** START DATASET EXTRACT **

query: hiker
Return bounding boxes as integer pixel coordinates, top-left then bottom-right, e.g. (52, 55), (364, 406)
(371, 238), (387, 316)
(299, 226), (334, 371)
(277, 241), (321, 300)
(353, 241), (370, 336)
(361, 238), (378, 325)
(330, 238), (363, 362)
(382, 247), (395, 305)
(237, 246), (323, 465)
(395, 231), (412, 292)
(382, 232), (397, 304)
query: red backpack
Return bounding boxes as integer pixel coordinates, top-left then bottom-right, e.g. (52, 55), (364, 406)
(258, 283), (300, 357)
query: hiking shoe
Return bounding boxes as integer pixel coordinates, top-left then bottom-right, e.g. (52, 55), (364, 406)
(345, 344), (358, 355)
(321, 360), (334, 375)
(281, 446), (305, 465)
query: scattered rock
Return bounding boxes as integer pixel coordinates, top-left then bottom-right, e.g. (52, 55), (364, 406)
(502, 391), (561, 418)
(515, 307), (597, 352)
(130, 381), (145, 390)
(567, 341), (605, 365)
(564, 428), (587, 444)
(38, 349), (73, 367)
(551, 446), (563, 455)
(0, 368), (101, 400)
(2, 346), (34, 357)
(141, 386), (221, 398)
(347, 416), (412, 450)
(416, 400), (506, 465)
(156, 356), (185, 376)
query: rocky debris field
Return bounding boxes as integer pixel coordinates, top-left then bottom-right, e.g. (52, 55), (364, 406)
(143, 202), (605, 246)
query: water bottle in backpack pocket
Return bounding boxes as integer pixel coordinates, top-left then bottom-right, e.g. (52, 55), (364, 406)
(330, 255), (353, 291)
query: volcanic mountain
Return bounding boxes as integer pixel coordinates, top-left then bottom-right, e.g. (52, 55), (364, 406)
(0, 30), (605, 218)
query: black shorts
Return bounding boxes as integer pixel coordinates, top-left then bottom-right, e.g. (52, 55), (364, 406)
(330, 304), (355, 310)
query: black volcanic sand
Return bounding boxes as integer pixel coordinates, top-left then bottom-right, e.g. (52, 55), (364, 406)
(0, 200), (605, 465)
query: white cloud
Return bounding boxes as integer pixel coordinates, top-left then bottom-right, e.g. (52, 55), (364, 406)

** END DATASET EXTRACT **

Output every line of the entries above as a numbered list, leaving out any blank lines.

IN RESPONSE:
1. query: hiker
2. Return bounding boxes as integer pixel coordinates, top-left then bottom-right, e.g. (52, 55), (364, 406)
3. (371, 238), (387, 316)
4. (299, 226), (334, 371)
5. (277, 241), (321, 300)
6. (353, 241), (370, 336)
7. (361, 238), (378, 325)
8. (330, 238), (363, 362)
9. (382, 247), (395, 305)
10. (237, 246), (323, 465)
11. (395, 231), (412, 292)
12. (382, 232), (397, 304)
13. query: red backpack
14. Return bounding boxes as integer pixel coordinates, top-left then bottom-right, e.g. (52, 55), (364, 406)
15. (258, 283), (300, 357)
16. query: hiking shoe
17. Return bounding boxes as integer pixel coordinates, top-left then bottom-right, e.g. (52, 55), (364, 406)
18. (345, 344), (358, 355)
19. (321, 360), (334, 375)
20. (281, 446), (305, 465)
21. query: scattered rock
22. Return bounding boxes as integer pixel coordinates, top-left then bottom-right, e.g. (52, 55), (364, 406)
23. (502, 391), (561, 418)
24. (515, 307), (597, 352)
25. (130, 381), (145, 390)
26. (567, 341), (605, 365)
27. (564, 428), (587, 444)
28. (38, 349), (73, 367)
29. (551, 446), (563, 455)
30. (0, 368), (101, 400)
31. (2, 346), (34, 357)
32. (141, 386), (221, 398)
33. (347, 416), (412, 450)
34. (416, 400), (506, 465)
35. (156, 356), (185, 376)
36. query: rocky debris field
37. Return bounding boxes as integer pixel coordinates, top-left then bottom-right, e.g. (52, 55), (364, 406)
38. (143, 202), (605, 246)
39. query: water bottle in backpack pocket
40. Return bounding boxes as integer pixel coordinates, top-left then bottom-right, e.g. (52, 55), (364, 406)
41. (330, 255), (353, 291)
42. query: volcanic mountain
43. Return bounding boxes as integer pixel coordinates, top-left then bottom-right, e.g. (52, 55), (364, 406)
44. (0, 30), (605, 218)
45. query: black shorts
46. Return bounding boxes as integer pixel coordinates, top-left then bottom-right, e.g. (52, 55), (364, 406)
47. (330, 304), (355, 310)
48. query: black volcanic sand
49. Return bounding boxes as integer pixel coordinates, top-left then bottom-right, e.g. (52, 55), (364, 406)
50. (0, 200), (605, 465)
51. query: white cloud
52. Return bounding boxes as integer pixel coordinates, top-left then bottom-right, e.g. (52, 55), (364, 406)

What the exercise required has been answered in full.